-- Begin Data to process --

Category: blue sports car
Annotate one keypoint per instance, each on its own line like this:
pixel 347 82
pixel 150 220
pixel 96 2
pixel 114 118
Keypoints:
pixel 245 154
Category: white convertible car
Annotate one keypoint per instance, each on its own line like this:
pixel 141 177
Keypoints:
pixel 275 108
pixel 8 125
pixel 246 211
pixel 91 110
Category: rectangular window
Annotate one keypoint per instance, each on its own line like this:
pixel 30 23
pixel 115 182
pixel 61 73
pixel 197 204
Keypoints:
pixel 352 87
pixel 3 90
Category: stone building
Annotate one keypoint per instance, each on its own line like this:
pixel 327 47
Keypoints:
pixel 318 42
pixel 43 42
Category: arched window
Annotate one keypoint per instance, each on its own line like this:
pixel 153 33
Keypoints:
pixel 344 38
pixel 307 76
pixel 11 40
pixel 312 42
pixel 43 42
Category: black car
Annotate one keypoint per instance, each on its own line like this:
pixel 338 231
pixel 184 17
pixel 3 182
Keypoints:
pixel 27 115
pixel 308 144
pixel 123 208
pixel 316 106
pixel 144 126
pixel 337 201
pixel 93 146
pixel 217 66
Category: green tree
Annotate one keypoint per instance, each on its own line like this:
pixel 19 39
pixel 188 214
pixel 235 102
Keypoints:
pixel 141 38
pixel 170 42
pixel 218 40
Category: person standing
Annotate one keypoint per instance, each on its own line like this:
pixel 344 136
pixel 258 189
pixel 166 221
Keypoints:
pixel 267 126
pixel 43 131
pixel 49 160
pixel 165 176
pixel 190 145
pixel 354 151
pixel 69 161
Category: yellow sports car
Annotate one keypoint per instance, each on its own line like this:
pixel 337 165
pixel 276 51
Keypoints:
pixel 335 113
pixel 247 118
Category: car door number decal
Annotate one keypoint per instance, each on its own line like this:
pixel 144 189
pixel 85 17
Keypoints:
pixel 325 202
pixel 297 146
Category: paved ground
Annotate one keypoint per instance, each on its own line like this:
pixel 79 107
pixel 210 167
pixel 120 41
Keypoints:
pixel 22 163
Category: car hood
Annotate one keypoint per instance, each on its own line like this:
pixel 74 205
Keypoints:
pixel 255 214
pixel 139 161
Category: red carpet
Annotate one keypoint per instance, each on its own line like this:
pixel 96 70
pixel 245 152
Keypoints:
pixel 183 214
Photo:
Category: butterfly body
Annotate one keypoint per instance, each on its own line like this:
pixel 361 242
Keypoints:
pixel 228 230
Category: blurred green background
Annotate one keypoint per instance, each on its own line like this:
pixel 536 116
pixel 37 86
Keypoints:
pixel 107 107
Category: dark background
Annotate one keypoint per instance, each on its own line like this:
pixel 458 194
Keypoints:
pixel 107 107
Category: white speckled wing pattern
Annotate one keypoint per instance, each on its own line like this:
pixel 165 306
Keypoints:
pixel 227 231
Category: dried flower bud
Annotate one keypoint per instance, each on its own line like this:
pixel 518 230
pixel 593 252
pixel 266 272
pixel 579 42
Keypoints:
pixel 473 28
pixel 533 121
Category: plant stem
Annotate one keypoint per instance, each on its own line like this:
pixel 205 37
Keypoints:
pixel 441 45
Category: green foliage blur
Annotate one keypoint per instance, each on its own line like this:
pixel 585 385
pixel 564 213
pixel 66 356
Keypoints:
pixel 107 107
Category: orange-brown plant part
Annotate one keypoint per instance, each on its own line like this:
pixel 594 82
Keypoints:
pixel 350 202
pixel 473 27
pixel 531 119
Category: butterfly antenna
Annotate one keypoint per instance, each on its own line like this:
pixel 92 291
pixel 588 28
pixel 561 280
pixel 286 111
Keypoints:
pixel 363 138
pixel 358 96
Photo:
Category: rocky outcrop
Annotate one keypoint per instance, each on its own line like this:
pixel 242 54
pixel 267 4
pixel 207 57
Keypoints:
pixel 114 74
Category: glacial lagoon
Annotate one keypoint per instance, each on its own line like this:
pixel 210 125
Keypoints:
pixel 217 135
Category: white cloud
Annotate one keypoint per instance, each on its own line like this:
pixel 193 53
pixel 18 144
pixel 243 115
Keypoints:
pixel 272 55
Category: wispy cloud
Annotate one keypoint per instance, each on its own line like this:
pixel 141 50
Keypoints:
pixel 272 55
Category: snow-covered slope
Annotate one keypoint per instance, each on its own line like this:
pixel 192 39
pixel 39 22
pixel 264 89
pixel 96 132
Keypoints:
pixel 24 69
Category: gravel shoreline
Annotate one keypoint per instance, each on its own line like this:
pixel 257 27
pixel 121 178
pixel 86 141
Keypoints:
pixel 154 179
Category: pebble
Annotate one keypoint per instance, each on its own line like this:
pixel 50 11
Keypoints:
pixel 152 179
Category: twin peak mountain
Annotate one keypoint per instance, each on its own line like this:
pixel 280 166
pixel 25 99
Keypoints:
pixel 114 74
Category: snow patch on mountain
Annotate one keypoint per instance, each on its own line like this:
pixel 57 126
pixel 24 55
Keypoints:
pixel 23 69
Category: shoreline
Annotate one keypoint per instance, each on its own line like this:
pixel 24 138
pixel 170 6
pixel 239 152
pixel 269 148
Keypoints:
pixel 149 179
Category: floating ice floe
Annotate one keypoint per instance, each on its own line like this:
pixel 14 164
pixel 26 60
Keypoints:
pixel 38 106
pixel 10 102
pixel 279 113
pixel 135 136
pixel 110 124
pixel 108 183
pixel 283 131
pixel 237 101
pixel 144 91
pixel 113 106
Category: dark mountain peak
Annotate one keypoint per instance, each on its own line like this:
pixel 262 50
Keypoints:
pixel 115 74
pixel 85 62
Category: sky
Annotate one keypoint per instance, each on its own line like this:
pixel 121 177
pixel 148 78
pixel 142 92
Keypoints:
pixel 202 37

-- End Data to process --

Description of the task - Reproduce every one of the records above word for word, with no changes.

Exercise answer -
Category: blue sports car
Annotate one keypoint per instance, each on its own line like this:
pixel 347 82
pixel 150 220
pixel 96 2
pixel 114 118
Keypoints:
pixel 245 154
Category: white convertible car
Annotate one keypoint per instance, each on its own line like this:
pixel 141 177
Keypoints:
pixel 275 108
pixel 8 125
pixel 246 211
pixel 91 110
Category: rectangular window
Annotate one keypoint per instance, each on its own line like this:
pixel 30 23
pixel 115 182
pixel 61 73
pixel 197 204
Keypoints:
pixel 352 87
pixel 3 90
Category: stone building
Annotate one keypoint per instance, each on its own line like this:
pixel 327 47
Keypoints:
pixel 318 42
pixel 43 42
Category: arched window
Annotate one keypoint per instance, each on its own line like this:
pixel 153 33
Keypoints:
pixel 344 38
pixel 307 76
pixel 11 40
pixel 312 42
pixel 43 42
Category: black car
Annotate one keypoint per instance, each on its own line like this:
pixel 338 231
pixel 184 17
pixel 3 182
Keypoints:
pixel 27 115
pixel 308 144
pixel 123 208
pixel 316 106
pixel 144 126
pixel 337 201
pixel 93 146
pixel 217 66
Category: green tree
Annotate one keypoint per instance, each on its own line like this:
pixel 19 39
pixel 188 214
pixel 235 102
Keypoints:
pixel 141 38
pixel 170 42
pixel 218 40
Category: person standing
Annotate one keypoint per instance, each on its own line like this:
pixel 344 136
pixel 258 189
pixel 166 221
Keypoints:
pixel 267 126
pixel 43 131
pixel 49 160
pixel 165 176
pixel 190 145
pixel 354 151
pixel 69 161
Category: yellow sports car
Annotate one keypoint per instance, each on its own line like this:
pixel 337 165
pixel 276 51
Keypoints:
pixel 335 113
pixel 247 118
Category: car door number decal
Annotate one keypoint per instance, each on its own line like this:
pixel 144 189
pixel 85 17
Keypoints:
pixel 325 202
pixel 297 146
Category: paved ground
Annotate one keypoint per instance, each on its own line like this:
pixel 79 107
pixel 210 167
pixel 120 41
Keypoints:
pixel 22 163
Category: car hood
Annotate one keypoint per instance, each on its own line like this:
pixel 74 205
Keypoints:
pixel 255 214
pixel 139 161
Category: red carpet
Annotate one keypoint per instance, each on its own line like this:
pixel 96 70
pixel 245 152
Keypoints:
pixel 183 214
Photo:
Category: butterfly body
Annotate one keypoint per instance, each on its own line like this:
pixel 361 242
Keypoints:
pixel 228 230
Category: blurred green background
Annotate one keypoint per instance, each on its own line like this:
pixel 536 116
pixel 37 86
Keypoints:
pixel 107 107
Category: dark background
Annotate one keypoint per instance, each on its own line like this:
pixel 458 194
Keypoints:
pixel 107 107
Category: white speckled wing pattern
Annotate one keypoint per instance, each on its own line like this:
pixel 165 306
Keypoints:
pixel 227 231
Category: dried flower bud
Annotate one keypoint per instance, each on its own line like this:
pixel 518 230
pixel 593 252
pixel 266 272
pixel 579 42
Keypoints:
pixel 473 28
pixel 533 121
Category: plant stem
Annotate one keypoint per instance, each on its own line like this:
pixel 205 37
Keypoints:
pixel 441 45
Category: green foliage blur
Annotate one keypoint per instance, each on its own line like this:
pixel 585 385
pixel 564 213
pixel 66 356
Keypoints:
pixel 107 107
Category: orange-brown plant part
Annotate one keypoint per instance, each on its own line like this:
pixel 594 82
Keypoints:
pixel 350 202
pixel 473 27
pixel 531 119
Category: butterfly antenna
Annotate one keypoint per instance, each on its own line like this:
pixel 92 291
pixel 588 28
pixel 561 280
pixel 286 111
Keypoints:
pixel 363 138
pixel 358 96
Photo:
Category: rocky outcrop
Annotate one keypoint per instance, each on its own line like this:
pixel 242 54
pixel 267 4
pixel 207 57
Keypoints:
pixel 114 74
Category: glacial lagoon
Annotate one keypoint per instance, each on its own line like this:
pixel 210 125
Keypoints:
pixel 217 135
Category: white cloud
Annotate one keypoint per instance, each on its own line like this:
pixel 193 53
pixel 18 144
pixel 243 115
Keypoints:
pixel 272 55
Category: wispy cloud
Annotate one keypoint per instance, each on its own line like this:
pixel 141 50
Keypoints:
pixel 272 55
Category: snow-covered slope
Annotate one keypoint per instance, each on its own line like this:
pixel 192 39
pixel 39 22
pixel 264 89
pixel 96 132
Keypoints:
pixel 24 69
Category: gravel shoreline
Annotate one keypoint per instance, each on its own line like this:
pixel 257 27
pixel 121 178
pixel 86 141
Keypoints:
pixel 154 179
Category: pebble
Annotate one keypoint per instance, each on its own line like this:
pixel 50 11
Keypoints:
pixel 152 179
Category: twin peak mountain
Annotate one keypoint per instance, each on its own line like this:
pixel 280 166
pixel 25 99
Keypoints:
pixel 114 74
Category: snow patch on mountain
Annotate one keypoint per instance, each on its own line like this:
pixel 57 126
pixel 24 55
Keypoints:
pixel 23 69
Category: shoreline
Annotate one keypoint per instance, each on its own line like this:
pixel 24 138
pixel 170 6
pixel 239 152
pixel 269 148
Keypoints:
pixel 149 179
Category: floating ice floe
Annotate one keypoint per instance, each on its own line like this:
pixel 14 164
pixel 26 60
Keypoints:
pixel 38 106
pixel 10 102
pixel 279 113
pixel 135 136
pixel 110 124
pixel 108 183
pixel 283 131
pixel 237 101
pixel 144 91
pixel 113 106
Category: dark mountain peak
Annotate one keypoint per instance, each on its own line like this:
pixel 262 50
Keypoints:
pixel 115 74
pixel 85 62
Category: sky
Annotate one keypoint per instance, each on its own line like this:
pixel 121 177
pixel 148 78
pixel 142 92
Keypoints:
pixel 202 37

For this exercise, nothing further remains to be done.